- Exercise task: Turn every line of the listing below into a Markdown table with two columns, Number and Line, skipping blank lines. Leave the pictures out.

- Data listing:
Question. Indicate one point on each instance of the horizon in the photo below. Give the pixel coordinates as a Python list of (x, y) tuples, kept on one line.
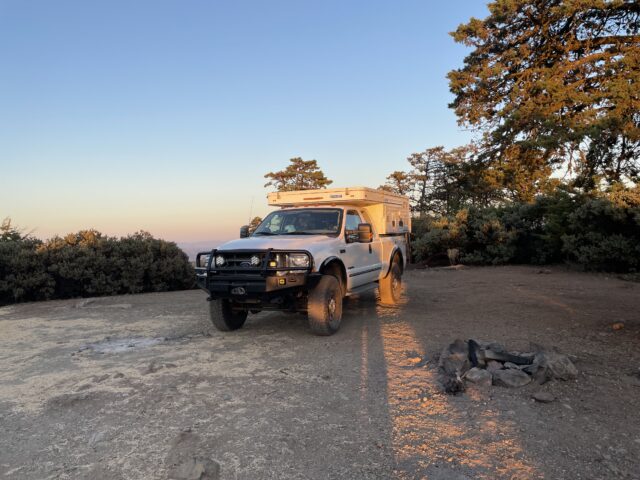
[(162, 118)]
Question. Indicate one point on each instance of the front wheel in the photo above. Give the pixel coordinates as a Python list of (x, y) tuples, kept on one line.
[(223, 317), (325, 306), (391, 286)]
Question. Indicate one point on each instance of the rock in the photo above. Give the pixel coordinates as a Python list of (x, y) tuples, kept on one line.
[(196, 468), (553, 365), (490, 354), (454, 360), (511, 378), (543, 397), (496, 347), (186, 459), (96, 438), (476, 354), (452, 384), (480, 377), (492, 365), (453, 364)]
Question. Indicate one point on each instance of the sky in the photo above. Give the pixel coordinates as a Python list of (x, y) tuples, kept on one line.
[(164, 116)]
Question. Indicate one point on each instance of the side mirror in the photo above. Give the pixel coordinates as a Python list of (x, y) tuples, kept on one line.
[(365, 233)]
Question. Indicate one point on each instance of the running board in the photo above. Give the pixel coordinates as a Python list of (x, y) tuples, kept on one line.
[(362, 288)]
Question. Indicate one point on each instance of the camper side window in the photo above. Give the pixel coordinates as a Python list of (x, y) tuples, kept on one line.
[(353, 220)]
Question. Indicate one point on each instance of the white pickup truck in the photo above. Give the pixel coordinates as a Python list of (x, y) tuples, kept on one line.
[(320, 246)]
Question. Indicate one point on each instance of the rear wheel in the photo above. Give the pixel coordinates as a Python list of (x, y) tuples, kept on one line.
[(223, 317), (391, 285), (325, 306)]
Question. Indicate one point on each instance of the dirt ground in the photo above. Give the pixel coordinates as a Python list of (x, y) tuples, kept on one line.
[(121, 387)]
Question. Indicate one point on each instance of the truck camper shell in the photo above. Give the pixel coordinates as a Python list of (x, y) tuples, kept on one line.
[(390, 212)]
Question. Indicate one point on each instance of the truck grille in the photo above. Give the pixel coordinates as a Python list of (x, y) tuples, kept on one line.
[(236, 262)]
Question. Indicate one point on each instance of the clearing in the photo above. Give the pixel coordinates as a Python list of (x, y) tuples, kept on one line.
[(128, 387)]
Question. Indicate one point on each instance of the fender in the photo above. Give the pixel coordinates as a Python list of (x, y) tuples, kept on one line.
[(395, 251), (333, 258)]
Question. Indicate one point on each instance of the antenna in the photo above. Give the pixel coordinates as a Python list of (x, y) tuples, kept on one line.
[(251, 209)]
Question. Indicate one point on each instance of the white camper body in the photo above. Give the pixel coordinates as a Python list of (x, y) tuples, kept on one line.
[(389, 212)]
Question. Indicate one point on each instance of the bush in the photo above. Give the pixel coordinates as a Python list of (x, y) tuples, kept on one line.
[(599, 233), (88, 264)]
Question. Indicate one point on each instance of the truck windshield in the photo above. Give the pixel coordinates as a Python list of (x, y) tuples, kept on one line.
[(308, 221)]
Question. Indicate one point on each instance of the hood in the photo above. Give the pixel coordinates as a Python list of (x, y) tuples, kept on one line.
[(277, 242)]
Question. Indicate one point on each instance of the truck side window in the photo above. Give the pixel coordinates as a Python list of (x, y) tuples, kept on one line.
[(353, 220)]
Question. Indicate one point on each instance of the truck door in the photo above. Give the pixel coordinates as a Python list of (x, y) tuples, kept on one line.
[(361, 261)]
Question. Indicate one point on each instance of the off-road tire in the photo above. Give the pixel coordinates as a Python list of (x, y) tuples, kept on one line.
[(224, 318), (391, 285), (325, 306)]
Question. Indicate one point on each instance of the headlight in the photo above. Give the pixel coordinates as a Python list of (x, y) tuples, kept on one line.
[(204, 261), (298, 260)]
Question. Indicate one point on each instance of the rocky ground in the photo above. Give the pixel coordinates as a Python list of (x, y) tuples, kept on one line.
[(139, 387)]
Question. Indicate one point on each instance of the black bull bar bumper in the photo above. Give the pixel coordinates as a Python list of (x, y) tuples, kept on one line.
[(239, 280)]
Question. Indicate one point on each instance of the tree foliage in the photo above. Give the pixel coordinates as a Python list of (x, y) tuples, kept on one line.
[(298, 175), (441, 181), (553, 84), (88, 263), (597, 233)]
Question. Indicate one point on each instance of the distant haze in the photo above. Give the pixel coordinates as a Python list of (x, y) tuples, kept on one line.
[(165, 116)]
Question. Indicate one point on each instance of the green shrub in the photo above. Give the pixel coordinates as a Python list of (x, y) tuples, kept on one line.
[(88, 264), (599, 233)]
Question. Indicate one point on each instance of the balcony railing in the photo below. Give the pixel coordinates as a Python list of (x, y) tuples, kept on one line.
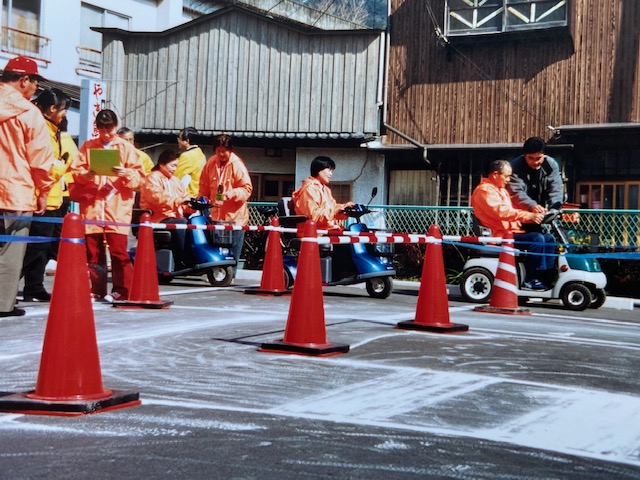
[(28, 44)]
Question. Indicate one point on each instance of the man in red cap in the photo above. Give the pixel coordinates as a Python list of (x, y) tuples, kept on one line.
[(26, 158)]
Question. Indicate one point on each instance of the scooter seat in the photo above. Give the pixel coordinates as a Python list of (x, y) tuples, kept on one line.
[(291, 221), (162, 238)]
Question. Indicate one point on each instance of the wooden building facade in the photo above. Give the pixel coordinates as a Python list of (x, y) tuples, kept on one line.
[(243, 73), (284, 90), (472, 80)]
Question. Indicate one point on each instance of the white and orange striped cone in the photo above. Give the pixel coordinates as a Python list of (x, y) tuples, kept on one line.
[(305, 332), (504, 297)]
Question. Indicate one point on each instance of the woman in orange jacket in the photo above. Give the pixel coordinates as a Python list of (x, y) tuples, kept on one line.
[(225, 181), (53, 103), (314, 198), (110, 200), (164, 195)]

- Answer:
| Number | Line |
|---|---|
| 1 | Question. Indicate one point on each instance of the horizon in the photo below. Give the pixel coordinates as a Python list of (x, y) tuples, kept on one line. |
| 2 | [(162, 118)] |
| 3 | Question. Indicate one point on each instance of the front wheel in the photo above. Give the pixel coordinates as a Python list of (x, y) tuples, kept on one line. |
| 4 | [(223, 317), (325, 306), (391, 286)] |
| 5 | Question. Indicate one point on each instance of the rock in the photo above. Give the pixel coordinates as a Python list of (x, y) tuples, kept on one line. |
| 6 | [(196, 468), (553, 365), (490, 354), (454, 360), (511, 378), (543, 397), (496, 347), (186, 459), (96, 438), (476, 354), (452, 384), (480, 377), (492, 365), (453, 364)] |
| 7 | Question. Indicate one point on each instance of the sky in the photo above. Give the pixel coordinates as a Python list of (x, y) tuples, kept on one line. |
| 8 | [(164, 116)] |
| 9 | Question. Indicate one point on each instance of the side mirror in the photo above. Give the pixel coordinates as a Python list of (x, y) tuples, kept on one line. |
| 10 | [(365, 233)] |
| 11 | Question. Indicate one point on each instance of the running board in the photo above. Give the pixel coordinates as a Python list of (x, y) tuples, kept on one line. |
| 12 | [(362, 288)] |
| 13 | Question. Indicate one point on each instance of the camper side window in the photo above. Give the pixel coordinates as a Python list of (x, y) tuples, kept on one line. |
| 14 | [(353, 220)] |
| 15 | Question. Indicate one point on each instance of the white pickup truck in the photo above. Give the pixel coordinates as a Python list of (x, y) tuples, kept on one line. |
| 16 | [(320, 246)] |
| 17 | Question. Indicate one point on each instance of the rear wheel in the photo above. Give the pixel coordinates as a Python list of (x, y) tuples, kept on one line. |
| 18 | [(223, 317), (391, 285), (325, 306)] |
| 19 | Question. Indicate one point on each instance of the dirt ground in the photo above. Give the pixel coordinates as a Python list of (x, y) tuples, kept on one line. |
| 20 | [(121, 387)] |
| 21 | Question. Indicate one point on each instance of the truck camper shell in the photo above. Give the pixel coordinates as a Python list of (x, y) tuples, kept on one line. |
| 22 | [(390, 212)] |
| 23 | Question. Indicate one point on each instance of the truck grille in the photo above. Give the pixel coordinates as a Python list of (x, y) tuples, kept on one line. |
| 24 | [(236, 262)] |
| 25 | Question. Indicate one point on each instance of the clearing in the photo above. Give the pixel coordinates as a Python list of (x, y) tuples, kept on one line. |
| 26 | [(128, 387)] |
| 27 | Question. Indicate one point on each instance of the fender in the photo above. Give the pixel coordinates as a Python list of (x, y) tuples, kept on one line. |
| 28 | [(395, 251), (333, 258)] |
| 29 | Question. Indicate one point on each instance of the antenna in the photo above. Give the pixel coordinates as a Python list of (x, y) tuples, kept on one line. |
| 30 | [(251, 209)] |
| 31 | Question. Indicate one point on each instance of the white camper body in the photo above. Give the pixel coordinates as a Python list of (x, y) tuples, kept on one line. |
| 32 | [(389, 212)] |
| 33 | Question. Indicate one point on each instance of the bush in the photo above. Give the pixel coordinates as a Python list of (x, y) tuples, kept on one line. |
| 34 | [(599, 233), (88, 264)] |
| 35 | Question. Indicate one point on each instance of the truck windshield in the photo above. Give the pixel coordinates as a Python list of (x, y) tuples, kept on one line. |
| 36 | [(308, 221)] |
| 37 | Question. Indicate one point on each instance of the hood in the photo above. Give the pixel coordinates as a Python list of (x, y) tuples, kept on one line. |
| 38 | [(277, 242)] |
| 39 | Question. Indicate one point on each instance of the truck side window in the photo above. Give the pixel coordinates as a Python list of (x, y) tuples, kept on one line. |
| 40 | [(353, 220)] |
| 41 | Question. Indicate one point on each instance of the truck door in the photo above. Give the pixel coordinates as a Python list of (x, y) tuples, kept on one line. |
| 42 | [(361, 261)] |
| 43 | Question. Indicate one point on each instance of the off-road tire in the photo above. Give the pixel coordinates as a Python list of (x, y) tuples, kept on one line. |
| 44 | [(224, 318), (391, 285), (325, 306)] |
| 45 | Question. Indicate one point on each instance of the headlight in the photo above. Give the pixel coordinates as a Python list of (x, y) tuples, kept on one line. |
| 46 | [(204, 261), (298, 260)] |
| 47 | Question. Indicate one point on each instance of the rocky ground in the photo above. Give the pixel coordinates as a Python list of (x, y) tuples, kept on one line. |
| 48 | [(139, 387)] |
| 49 | Question. Indicate one point on each instance of the black bull bar bumper in the photo above. Give the pixel coordinates as a Python list of (x, y) tuples, kept on one line. |
| 50 | [(239, 280)] |
| 51 | Question. Indicate one point on each instance of the tree foliage in the photo above. Give the pixel coordinates as a Python list of (x, y) tuples, kept on one line. |
| 52 | [(298, 175), (441, 181), (553, 84), (88, 263), (597, 233)] |
| 53 | Question. Indicate one point on each instance of the distant haze in the photo above. Give the pixel coordinates as a Python list of (x, y) tuples, kept on one line. |
| 54 | [(165, 116)] |
| 55 | Question. Indicate one point on each instance of the green shrub in the photo above. Give the pixel coordinates as a Python list of (x, y) tuples, kept on one line. |
| 56 | [(88, 264), (599, 233)] |
| 57 | Question. Indicate one point on each instance of the balcony railing in the photo below. Give the pixel coordinates as a Python list of (x, y) tuples, kept on one line. |
| 58 | [(28, 44)] |
| 59 | Question. Indicate one point on each instance of the man in red cap in the photo above. Give the pixel coordinates as a Python list of (x, y) tuples, kept on one line. |
| 60 | [(26, 158)] |
| 61 | Question. Indicate one point on each instance of the scooter seat in the photo above. Give the pixel coordinates as a Python list of (x, y) tuples, kept on one line. |
| 62 | [(291, 221), (162, 238)] |
| 63 | Question. Indicate one point on each instance of the wooden building facade in the photo above. Give the pixel coordinates as a Python list of (x, y) tuples, kept on one line. |
| 64 | [(243, 73), (284, 90), (472, 80)] |
| 65 | Question. Indicate one point on each instance of the white and orange striped cone in the photo above. Give the pixel coordinates as a Python list of (x, y) tuples, kept on one line. |
| 66 | [(305, 332), (504, 297)] |
| 67 | Question. Indicate one point on each instance of the woman in orange jacket in the photo above. Give the pixel coordinates as a Python list of (x, y) tuples, kept on one line. |
| 68 | [(225, 181), (53, 103), (314, 198), (110, 200), (164, 195)] |